EXERCISE MATERIAL:

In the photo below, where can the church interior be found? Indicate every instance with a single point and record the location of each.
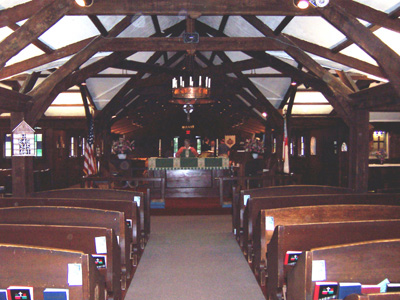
(222, 149)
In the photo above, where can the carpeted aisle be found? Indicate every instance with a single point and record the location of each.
(193, 258)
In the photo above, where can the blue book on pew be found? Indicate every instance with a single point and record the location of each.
(56, 294)
(348, 288)
(3, 294)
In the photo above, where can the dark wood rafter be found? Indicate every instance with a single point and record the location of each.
(21, 12)
(282, 25)
(346, 43)
(369, 14)
(386, 58)
(11, 101)
(97, 23)
(193, 8)
(38, 43)
(41, 60)
(246, 82)
(125, 93)
(32, 29)
(339, 92)
(221, 29)
(48, 86)
(347, 80)
(336, 57)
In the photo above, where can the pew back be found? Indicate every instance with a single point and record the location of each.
(48, 268)
(128, 208)
(287, 190)
(269, 218)
(72, 216)
(367, 262)
(139, 197)
(304, 237)
(74, 238)
(255, 205)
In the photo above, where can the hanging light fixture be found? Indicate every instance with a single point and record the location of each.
(192, 90)
(302, 4)
(319, 3)
(84, 3)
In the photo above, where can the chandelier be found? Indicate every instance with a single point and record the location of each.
(197, 91)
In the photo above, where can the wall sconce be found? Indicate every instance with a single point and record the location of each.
(84, 3)
(302, 4)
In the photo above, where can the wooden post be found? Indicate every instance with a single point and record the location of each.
(22, 166)
(359, 152)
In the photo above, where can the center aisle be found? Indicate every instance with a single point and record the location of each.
(193, 258)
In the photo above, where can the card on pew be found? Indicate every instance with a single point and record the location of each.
(393, 287)
(348, 288)
(292, 257)
(325, 290)
(55, 294)
(370, 289)
(20, 293)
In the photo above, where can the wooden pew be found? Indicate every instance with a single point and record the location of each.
(288, 190)
(311, 214)
(74, 238)
(127, 207)
(383, 296)
(367, 262)
(304, 237)
(81, 193)
(255, 205)
(71, 216)
(43, 268)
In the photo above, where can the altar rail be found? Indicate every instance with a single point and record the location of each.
(136, 180)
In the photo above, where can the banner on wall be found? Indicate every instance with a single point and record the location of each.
(230, 140)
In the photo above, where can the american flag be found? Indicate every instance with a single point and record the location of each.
(89, 165)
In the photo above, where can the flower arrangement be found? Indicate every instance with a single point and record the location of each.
(254, 146)
(381, 155)
(122, 146)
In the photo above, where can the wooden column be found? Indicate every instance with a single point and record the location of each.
(22, 167)
(359, 151)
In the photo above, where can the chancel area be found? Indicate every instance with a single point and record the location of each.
(216, 149)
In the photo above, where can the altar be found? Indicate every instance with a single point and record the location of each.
(189, 177)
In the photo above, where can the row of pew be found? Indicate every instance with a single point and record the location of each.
(86, 241)
(357, 236)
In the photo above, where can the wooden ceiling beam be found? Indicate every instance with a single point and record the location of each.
(192, 8)
(369, 14)
(282, 25)
(38, 43)
(32, 29)
(21, 12)
(336, 57)
(40, 60)
(11, 101)
(339, 91)
(42, 100)
(97, 23)
(177, 44)
(387, 59)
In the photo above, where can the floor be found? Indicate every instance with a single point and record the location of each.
(193, 258)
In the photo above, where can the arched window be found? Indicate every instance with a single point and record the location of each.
(313, 145)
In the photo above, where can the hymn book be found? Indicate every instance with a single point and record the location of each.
(3, 294)
(55, 294)
(20, 293)
(292, 257)
(325, 290)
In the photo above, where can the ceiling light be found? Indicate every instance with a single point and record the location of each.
(319, 3)
(84, 3)
(302, 4)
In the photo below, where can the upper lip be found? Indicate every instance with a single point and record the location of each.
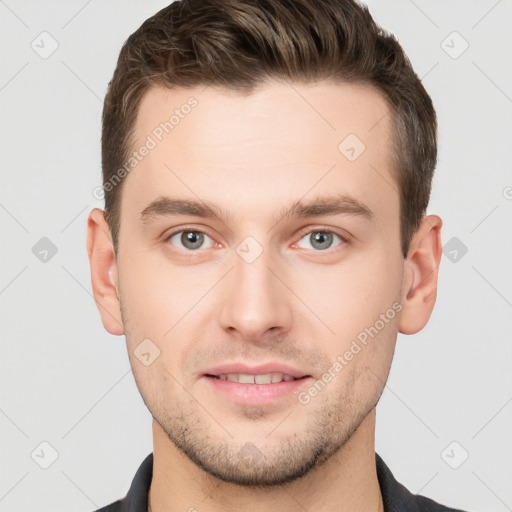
(261, 369)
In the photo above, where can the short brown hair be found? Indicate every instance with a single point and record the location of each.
(239, 44)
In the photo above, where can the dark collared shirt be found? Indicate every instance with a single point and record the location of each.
(395, 496)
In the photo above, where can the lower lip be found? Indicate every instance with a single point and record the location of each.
(257, 394)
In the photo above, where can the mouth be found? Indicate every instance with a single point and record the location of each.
(257, 385)
(266, 378)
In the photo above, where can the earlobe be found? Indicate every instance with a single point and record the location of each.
(103, 265)
(420, 276)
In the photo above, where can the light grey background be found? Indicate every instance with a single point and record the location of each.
(67, 382)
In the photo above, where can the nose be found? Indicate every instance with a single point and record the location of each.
(255, 301)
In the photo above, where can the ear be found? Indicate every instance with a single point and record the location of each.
(420, 275)
(103, 264)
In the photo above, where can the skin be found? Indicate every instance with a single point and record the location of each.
(254, 155)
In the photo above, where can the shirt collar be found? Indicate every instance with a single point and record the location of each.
(395, 496)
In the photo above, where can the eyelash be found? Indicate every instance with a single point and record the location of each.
(343, 239)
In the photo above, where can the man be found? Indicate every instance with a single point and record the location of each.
(267, 168)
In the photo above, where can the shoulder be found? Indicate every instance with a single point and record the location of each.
(117, 506)
(398, 498)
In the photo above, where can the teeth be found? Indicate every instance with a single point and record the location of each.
(244, 378)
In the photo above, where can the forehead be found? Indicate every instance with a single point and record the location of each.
(277, 143)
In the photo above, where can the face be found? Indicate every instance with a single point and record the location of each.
(257, 239)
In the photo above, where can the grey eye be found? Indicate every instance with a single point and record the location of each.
(319, 240)
(190, 240)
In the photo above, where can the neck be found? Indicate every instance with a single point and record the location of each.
(345, 482)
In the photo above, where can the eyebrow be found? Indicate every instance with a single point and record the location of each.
(332, 205)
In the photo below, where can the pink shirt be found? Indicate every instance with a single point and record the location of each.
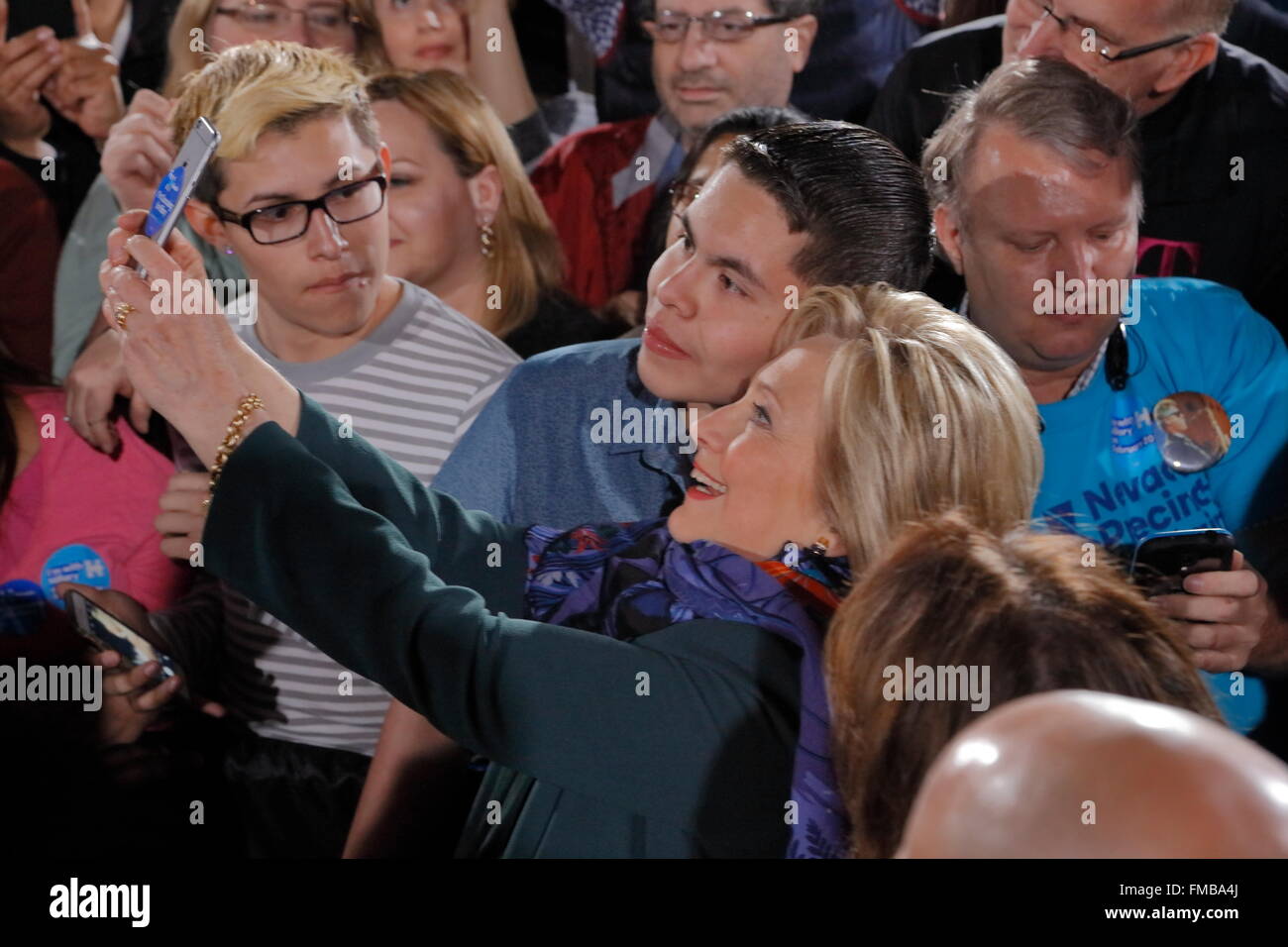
(75, 514)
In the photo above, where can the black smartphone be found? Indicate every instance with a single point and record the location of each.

SET EXERCISE:
Format all of the data above as a numbered list with blank lines left out. Leave the pictures out of your answer.

ANSWER BELOW:
1. In the photo below, where can the church interior be found? Indicate every instance with a single point and record the location of each.
2. (222, 149)
3. In the photo above, where can the carpeted aisle be found? Indicate every instance with a single point and record the location of each.
4. (193, 258)
5. In the photo above, where can the blue book on pew be found? Indicate every instance with a single point and record the location of each.
6. (56, 294)
7. (348, 288)
8. (3, 294)
9. In the photo above, where can the dark wood rafter be found? Indicate every instance with a single point and record the location of each.
10. (21, 12)
11. (282, 25)
12. (346, 43)
13. (369, 14)
14. (386, 58)
15. (11, 101)
16. (97, 23)
17. (193, 8)
18. (38, 43)
19. (41, 60)
20. (246, 82)
21. (125, 93)
22. (32, 29)
23. (339, 92)
24. (221, 29)
25. (48, 86)
26. (347, 80)
27. (336, 57)
28. In the photo above, where can the pew back be found? Indicate every instance with a single point and record the location of each.
29. (48, 268)
30. (128, 208)
31. (287, 190)
32. (269, 218)
33. (72, 216)
34. (367, 262)
35. (139, 197)
36. (304, 237)
37. (74, 238)
38. (255, 205)
39. In the photo above, where can the hanging light fixture be found? Indicate every instance with a single point and record the location of each.
40. (192, 90)
41. (302, 4)
42. (319, 3)
43. (84, 3)
44. In the photo above, where can the chandelier be found? Indicate every instance with a single point and record the location of each.
45. (197, 91)
46. In the photo above, where can the wall sconce be found? Indicate every instance with a single point and record the location of each.
47. (84, 3)
48. (302, 4)
49. In the photo above, where can the wooden post be found? Indicate every instance with a single point and record the location of each.
50. (22, 166)
51. (359, 152)
52. In the photo above, where can the center aisle be found? Indicate every instance with a single point and record the location of each.
53. (193, 258)
54. In the photo above, where can the card on pew be found? Indicate every instance with a single point and record the location of each.
55. (393, 287)
56. (348, 288)
57. (292, 257)
58. (325, 290)
59. (55, 294)
60. (370, 289)
61. (20, 293)
62. In the photo above, where can the wooden pew be found? Indicate every instance with a single point and record the location of each.
63. (288, 190)
64. (311, 214)
65. (74, 238)
66. (127, 207)
67. (383, 296)
68. (367, 262)
69. (304, 237)
70. (81, 193)
71. (255, 205)
72. (71, 216)
73. (43, 268)
74. In the photo above, where can the altar rail be found? Indicate every instance with a single point and record the location of each.
75. (136, 180)
76. In the photo above, where can the banner on wall be found? Indicate every instance with a single point and record the location of each.
77. (230, 140)
78. In the photo above, where can the american flag be found? Indicate every instance with a single point and record the location of each.
79. (89, 165)
80. In the photo above, where can the flower arrangement be found? Indicate every instance with a single point and record the location of each.
81. (254, 146)
82. (381, 155)
83. (122, 146)
84. In the photo above, where can the wooden column be found? Indicate every instance with a single point and record the location of each.
85. (22, 167)
86. (359, 151)
87. In the photo above, where can the chancel area be found? Indicate every instance with a single point and record the location of each.
88. (216, 149)
89. In the photo above, where can the altar be found? Indicate every instance with a single point and record the location of each.
90. (189, 177)
91. In the photo above, where can the row of pew be found? Indicate every instance with a single point and record the location of each.
92. (86, 241)
93. (357, 236)
94. In the photo above, where can the wooden ceiling beam be found? Indicate every instance with a single point and record the location of each.
95. (192, 8)
96. (369, 14)
97. (282, 25)
98. (38, 43)
99. (32, 29)
100. (21, 12)
101. (336, 57)
102. (40, 60)
103. (11, 101)
104. (339, 91)
105. (42, 100)
106. (97, 23)
107. (177, 44)
108. (387, 59)
109. In the photo above, where can the floor be found? Indicate every instance with a single point and record the location of each.
110. (193, 258)
111. In the photo above, where can the arched window be found? Indicate every instance with a single point and record the location of each.
112. (313, 145)
113. In the photo above, where can the hymn book be found? Indicate every instance with a single point and record the location of each.
114. (3, 294)
115. (55, 294)
116. (20, 293)
117. (292, 257)
118. (325, 290)
119. In the photo above, where can the ceiling light be found? Indicate every instance with a single point and record the location of each.
120. (319, 3)
121. (84, 3)
122. (302, 4)
123. In the photo below, where can the upper lip be found? Indicate every instance with a single point and record the location of each.
124. (261, 369)
125. In the photo above, where can the short brown hair be found? Indicate every instance with a single point and record the location of each.
126. (239, 44)
127. In the photo above, where can the dark collared shirt be found? Indicate every instance with a single point and record the location of each.
128. (395, 496)
129. In the photo above, where can the lower lip be found? Indicate every instance with a single point and record the location of each.
130. (257, 394)
131. In the photo above, where can the mouth be found? Indicate every instance with a single point and record the location of each.
132. (257, 385)
133. (266, 378)
134. In the photo above, where can the earlobe be found? Indicate every instance with a single point and record the location of each.
135. (103, 265)
136. (420, 276)
137. In the photo above, where can the light grey background be found? Indicate every instance with a single point and record the location of each.
138. (67, 382)
139. In the photo above, where can the nose be found? Indicate every instance with a single point and record the location of each.
140. (255, 301)
141. In the photo above, where can the ear be found? Indicate every instance with a single point and record the location of each.
142. (420, 275)
143. (103, 264)
144. In the photo above, where can the skin be found? Indicate every instance with a single point and record the location of each.
145. (254, 155)
146. In the photo above, where can the shirt collar be found? Indicate every instance with a single point and record the location of each.
147. (395, 496)
148. In the photo above, where can the eyelash be found? Indicate every instance with a single point and record the location of each.
149. (343, 239)
150. In the photo above, where can the man be found? Indicate every instance with a single point and record the location of each.
151. (267, 168)
152. In the photo above, where can the shoulder be found? Indicate every instance with a single point and record the location of each.
153. (117, 506)
154. (398, 498)
155. In the photo above, where can the teeth be found? Indicate every instance with a single point and record the location of each.
156. (244, 378)
157. In the photo above, where can the forehead be found? Indicate every instance with a single point and record the location of each.
158. (277, 143)
159. In the photo above, where can the face be found? Indicate every instance with a single point and record the location of each.
160. (257, 239)
161. In the photo above, where can the grey eye be found? Indicate every instance with a single point and record the location of each.
162. (319, 240)
163. (190, 240)
164. In the photo above, where can the neck be found? Indicate every instance with a single point and record the location of each.
165. (345, 482)
166. In the photo above, where can the eyebrow be found? Indicate every instance with a single point and record the location of each.
167. (332, 205)
168. In the photo below, where can the pink shirt be found? Indicate every instance with a single point and record the location of each.
169. (75, 514)
170. In the photo above, where can the black smartphone be found? Indicate every instance with a single point and record the location of each.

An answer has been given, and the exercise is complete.